- **CONSIGNE**: D'après l'extrait sur l'implantation d'Euro Disneyland, sur combien d'hectares le parc se dresse-t-il ?

- **EXTRAIT DU DOCUMENT**:
____________________
L’histoire de l’Eglise, conserve pour certaines communes,
les traces des modalités d’installation des moines
évangélisateurs : le seigneur, possédant la terre et les
bras des serfs, leur offre une partie des terres, des serfs,
et des matériaux nécessaires à la construction du lieu de
culte, autant que la protection militaire. En retour, les
moines, tout en évangélisant, légitimeront le pouvoir du
seigneur. Ce qui suit a été trouvé parmi mes multiples
lectures. Les chiffres évoluent selon les sources, mais
l’ordre d’idée reste le même. Euro Disneyland fut décrété
par la France Projet d’Intérêt Général, puis Déclaré
d’Utilité Publique. Et puisque le nom du créateur de Mickey
serait issu du patrimoine normand (D’Isigny), au moins
autant qu’Halloween possèderait des origines celtes, la
France devait lui permettre de s’installer…
La création par les pouvoirs publics de l’Etablissement
Public d’Aménagement de la ville nouvelle de Marne-la-Vallée
devait lui permettre de procéder aux expropriations et à la
viabilisation des 1 943 hectares nécessaires à
l’implantation du site (le parc se dresse sur 57 hectares).
Vendue à prix coûtant en fonction du prix de la terre
agricole (et non constructible), cette surface nécessitera
de voir sa périphérie équipée, par l’Etat, la Région et le
Département pour un montant total d’environ 1 000 000 de
francs.
____________________
- **DONNÉES FOURNIES**:
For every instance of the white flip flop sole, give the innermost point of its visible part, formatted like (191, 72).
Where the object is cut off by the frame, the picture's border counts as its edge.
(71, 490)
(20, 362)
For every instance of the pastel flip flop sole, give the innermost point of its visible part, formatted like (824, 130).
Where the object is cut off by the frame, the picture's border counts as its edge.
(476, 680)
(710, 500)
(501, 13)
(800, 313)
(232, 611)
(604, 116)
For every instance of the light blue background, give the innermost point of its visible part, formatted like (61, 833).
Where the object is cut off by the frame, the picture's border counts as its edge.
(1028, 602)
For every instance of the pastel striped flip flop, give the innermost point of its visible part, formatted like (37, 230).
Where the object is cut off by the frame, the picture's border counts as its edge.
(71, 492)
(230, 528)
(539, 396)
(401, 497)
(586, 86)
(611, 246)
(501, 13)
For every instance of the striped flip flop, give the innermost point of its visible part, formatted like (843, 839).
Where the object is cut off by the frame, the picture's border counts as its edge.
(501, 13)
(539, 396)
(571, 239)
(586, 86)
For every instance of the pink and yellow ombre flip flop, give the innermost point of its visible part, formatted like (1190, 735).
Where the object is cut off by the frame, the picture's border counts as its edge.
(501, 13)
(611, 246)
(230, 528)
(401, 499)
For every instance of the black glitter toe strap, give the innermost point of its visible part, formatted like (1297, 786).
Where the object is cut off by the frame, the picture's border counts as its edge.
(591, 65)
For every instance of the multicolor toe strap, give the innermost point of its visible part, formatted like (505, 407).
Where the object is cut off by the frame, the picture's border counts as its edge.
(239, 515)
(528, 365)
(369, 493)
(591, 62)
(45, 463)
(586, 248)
____________________
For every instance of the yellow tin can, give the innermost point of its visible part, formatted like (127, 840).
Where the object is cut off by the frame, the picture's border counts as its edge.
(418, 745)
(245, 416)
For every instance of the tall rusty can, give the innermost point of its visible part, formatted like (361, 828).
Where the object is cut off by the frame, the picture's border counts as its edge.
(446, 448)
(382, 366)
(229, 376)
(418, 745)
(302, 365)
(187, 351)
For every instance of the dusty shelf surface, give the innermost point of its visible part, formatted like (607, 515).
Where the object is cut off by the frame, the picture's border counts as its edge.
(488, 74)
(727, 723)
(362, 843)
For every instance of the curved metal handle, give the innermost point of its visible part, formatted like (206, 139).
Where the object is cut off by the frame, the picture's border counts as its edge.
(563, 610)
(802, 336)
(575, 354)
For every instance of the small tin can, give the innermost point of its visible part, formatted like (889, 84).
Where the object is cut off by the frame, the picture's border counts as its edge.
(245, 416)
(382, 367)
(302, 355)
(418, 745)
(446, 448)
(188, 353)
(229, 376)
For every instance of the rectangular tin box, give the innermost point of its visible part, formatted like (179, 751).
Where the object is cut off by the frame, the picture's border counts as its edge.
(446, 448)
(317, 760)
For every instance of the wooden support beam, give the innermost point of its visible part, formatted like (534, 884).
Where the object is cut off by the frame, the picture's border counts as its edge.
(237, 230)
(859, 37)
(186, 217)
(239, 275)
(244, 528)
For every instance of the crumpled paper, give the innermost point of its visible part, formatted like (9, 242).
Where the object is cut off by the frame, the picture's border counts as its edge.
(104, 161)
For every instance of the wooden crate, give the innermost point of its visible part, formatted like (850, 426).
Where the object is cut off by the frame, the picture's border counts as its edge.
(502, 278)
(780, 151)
____________________
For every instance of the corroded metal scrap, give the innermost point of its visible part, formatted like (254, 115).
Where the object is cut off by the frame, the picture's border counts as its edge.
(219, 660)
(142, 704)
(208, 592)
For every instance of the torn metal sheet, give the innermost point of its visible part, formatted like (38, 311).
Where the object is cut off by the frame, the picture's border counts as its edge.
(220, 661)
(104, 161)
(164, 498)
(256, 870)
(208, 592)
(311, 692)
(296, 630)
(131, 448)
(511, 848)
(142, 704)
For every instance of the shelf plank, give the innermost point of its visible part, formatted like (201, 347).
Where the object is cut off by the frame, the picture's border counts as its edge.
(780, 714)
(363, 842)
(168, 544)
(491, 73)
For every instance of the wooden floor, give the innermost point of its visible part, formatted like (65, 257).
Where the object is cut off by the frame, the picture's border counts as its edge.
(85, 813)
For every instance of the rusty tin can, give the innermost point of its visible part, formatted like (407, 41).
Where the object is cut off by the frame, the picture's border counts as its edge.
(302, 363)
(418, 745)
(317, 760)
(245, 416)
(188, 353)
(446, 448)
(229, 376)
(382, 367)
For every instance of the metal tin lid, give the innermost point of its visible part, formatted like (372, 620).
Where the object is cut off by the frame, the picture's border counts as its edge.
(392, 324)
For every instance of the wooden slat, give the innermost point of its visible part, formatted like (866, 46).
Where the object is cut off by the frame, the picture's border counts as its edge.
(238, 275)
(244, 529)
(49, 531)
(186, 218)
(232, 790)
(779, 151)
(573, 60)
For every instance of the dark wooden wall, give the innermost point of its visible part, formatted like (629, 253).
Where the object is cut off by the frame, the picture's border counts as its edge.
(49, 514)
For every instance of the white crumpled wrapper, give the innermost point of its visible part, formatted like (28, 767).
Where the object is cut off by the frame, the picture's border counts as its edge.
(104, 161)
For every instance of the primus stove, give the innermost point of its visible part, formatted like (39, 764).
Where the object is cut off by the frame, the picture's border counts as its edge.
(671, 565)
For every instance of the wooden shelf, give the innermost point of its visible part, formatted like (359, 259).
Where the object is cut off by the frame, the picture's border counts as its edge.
____________________
- **CORRIGÉ**: Sur 57 hectares.